▶ TRECHO DO DOCUMENTO:
□ □ □ □ □

A desconsideração da personalidade jurídica no direito ambiental: uma análise crítica de sua aplicação no Brasil e na Argentina

AutorDaniel Tempski Ferreira da Costa
Páginas396-411

Page 396

1 Apresentação

O tema ora investigado, "A desconsideração da personalidade jurídica no Direito Ambiental: uma análise crítica de sua aplicação no Brasil e na Argentina" relaciona-se às áreas do Direito Público e Privado em face da diversidade de previsões na legislação brasileira, como veremos, em destaque o Direito Empresarial, Civil e do Consumidor. 12

Enfatizo, ademais, que em razão do objeto de estudo escolhido - a teoria da desconsideração da pessoa jurídica não objetiva anular sua personalidade jurídica, mas afastá-la em situação concreta limite pela autoridade competente3 -, será imprescindível a análise legal e comparativa quanto à aplicabilidade dessa teoria sob um ângulo do direito processual, principalmente: a) quanto à prova da fraude à lei ou ao abuso do direito, com destaque à teoria da carga probatória dinâmica e da inversão do ônus da prova no sistema adotado no Código de Defesa do Consumidor brasileiro (CDC); b) se o credor pode demandar contra o sócio diretamente e de quê este pode se defender.

Este artigo seguirá o método analítico, porquanto nele se fará a análise da legislação brasileira quanto a essa importante teoria da desconsideração da personalidade jurídica, comparando-a, sempre que necessário, ao ordenamento jurídico da Argentina (método comparativo).

Metodologicamente, por primeiro será demonstrada a evolução histórica da legislação, doutrina e jurisprudência brasileira acerca do tema principal explorado. Page 397 Além disso, no Brasil, há uma "divergência" de direito material na teoria da desconsideração da personalidade jurídica, gerando consequências discrepantes na sua aplicação processual, as chamadas Teoria "Maior" e "Menor", aqui em destaque na seara Ambiental; a primeira como regra geral, a segunda aplicável somente nos casos legais especificamente previstos, em destaque, o do art. 28, § 5º, da Lei n.º 8.078/90 (CDC), em relações de consumo, e do Direito Ambiental (art. 4º da Lei n.º 9.605/98).

□ □ □ □ □

▶ DADOS DAS ENTRADAS:

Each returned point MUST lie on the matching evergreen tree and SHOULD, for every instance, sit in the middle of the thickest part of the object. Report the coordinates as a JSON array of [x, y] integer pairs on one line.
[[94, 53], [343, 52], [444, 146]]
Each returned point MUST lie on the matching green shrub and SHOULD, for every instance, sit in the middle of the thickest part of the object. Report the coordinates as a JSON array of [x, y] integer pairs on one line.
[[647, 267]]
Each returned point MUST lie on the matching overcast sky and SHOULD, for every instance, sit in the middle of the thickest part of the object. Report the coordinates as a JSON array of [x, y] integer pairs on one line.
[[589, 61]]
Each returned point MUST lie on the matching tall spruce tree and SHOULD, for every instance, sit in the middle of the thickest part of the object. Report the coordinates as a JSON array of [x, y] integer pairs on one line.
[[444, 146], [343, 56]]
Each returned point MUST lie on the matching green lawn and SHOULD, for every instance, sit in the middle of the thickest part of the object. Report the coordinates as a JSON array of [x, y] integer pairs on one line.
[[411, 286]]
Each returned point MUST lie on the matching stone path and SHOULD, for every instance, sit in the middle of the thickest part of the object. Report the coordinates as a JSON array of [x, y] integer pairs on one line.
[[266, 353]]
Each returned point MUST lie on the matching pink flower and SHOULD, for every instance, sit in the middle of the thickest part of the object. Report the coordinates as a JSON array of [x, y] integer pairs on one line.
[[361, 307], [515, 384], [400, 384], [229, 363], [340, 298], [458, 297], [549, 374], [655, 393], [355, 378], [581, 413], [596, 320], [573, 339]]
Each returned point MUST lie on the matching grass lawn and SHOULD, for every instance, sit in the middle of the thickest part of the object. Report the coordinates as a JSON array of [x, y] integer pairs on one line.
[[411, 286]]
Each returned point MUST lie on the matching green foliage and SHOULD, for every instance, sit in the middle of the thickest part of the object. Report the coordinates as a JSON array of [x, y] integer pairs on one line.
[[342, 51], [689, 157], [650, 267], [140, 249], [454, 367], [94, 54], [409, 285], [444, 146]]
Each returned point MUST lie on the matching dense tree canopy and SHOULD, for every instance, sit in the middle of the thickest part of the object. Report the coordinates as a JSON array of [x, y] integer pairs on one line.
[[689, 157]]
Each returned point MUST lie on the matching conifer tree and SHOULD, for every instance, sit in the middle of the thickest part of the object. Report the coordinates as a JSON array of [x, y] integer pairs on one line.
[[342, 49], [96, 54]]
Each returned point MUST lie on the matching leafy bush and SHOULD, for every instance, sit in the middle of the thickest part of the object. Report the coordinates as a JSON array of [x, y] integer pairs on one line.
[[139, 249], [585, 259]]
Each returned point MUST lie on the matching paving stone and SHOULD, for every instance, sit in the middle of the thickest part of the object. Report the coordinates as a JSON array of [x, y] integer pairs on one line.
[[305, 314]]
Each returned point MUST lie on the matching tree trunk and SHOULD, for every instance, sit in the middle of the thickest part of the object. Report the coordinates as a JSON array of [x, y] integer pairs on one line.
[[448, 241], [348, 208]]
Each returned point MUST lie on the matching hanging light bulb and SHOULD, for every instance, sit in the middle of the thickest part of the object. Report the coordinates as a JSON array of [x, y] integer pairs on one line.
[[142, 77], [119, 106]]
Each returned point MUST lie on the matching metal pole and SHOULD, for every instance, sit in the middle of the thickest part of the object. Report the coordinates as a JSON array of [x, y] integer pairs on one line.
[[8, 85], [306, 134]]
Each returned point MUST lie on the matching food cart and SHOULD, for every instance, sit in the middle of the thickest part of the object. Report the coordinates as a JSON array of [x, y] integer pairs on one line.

□ □ □ □ □

▶ TAREFA PROPOSTA A:
Segundo o primeiro parágrafo da apresentação no trecho, com quais áreas do Direito o tema se relaciona? Liste todas.
▶ TAREFA PROPOSTA B:
Transcreva do trecho tudo o que vai de "Metodologicamente, por primeiro" até "Lei n.º 9.605/98).".

▶ RESPOSTA CORRETA A:
Direito Público, Direito Privado, Direito Empresarial, Direito Civil, Direito do Consumidor

▶ RESPOSTA CORRETA B:
Metodologicamente, por primeiro será demonstrada a evolução histórica da legislação, doutrina e jurisprudência brasileira acerca do tema principal explorado. Page 397 Além disso, no Brasil, há uma "divergência" de direito material na teoria da desconsideração da personalidade jurídica, gerando consequências discrepantes na sua aplicação processual, as chamadas Teoria "Maior" e "Menor", aqui em destaque na seara Ambiental; a primeira como regra geral, a segunda aplicável somente nos casos legais especificamente previstos, em destaque, o do art. 28, § 5º, da Lei n.º 8.078/90 (CDC), em relações de consumo, e do Direito Ambiental (art. 4º da Lei n.º 9.605/98).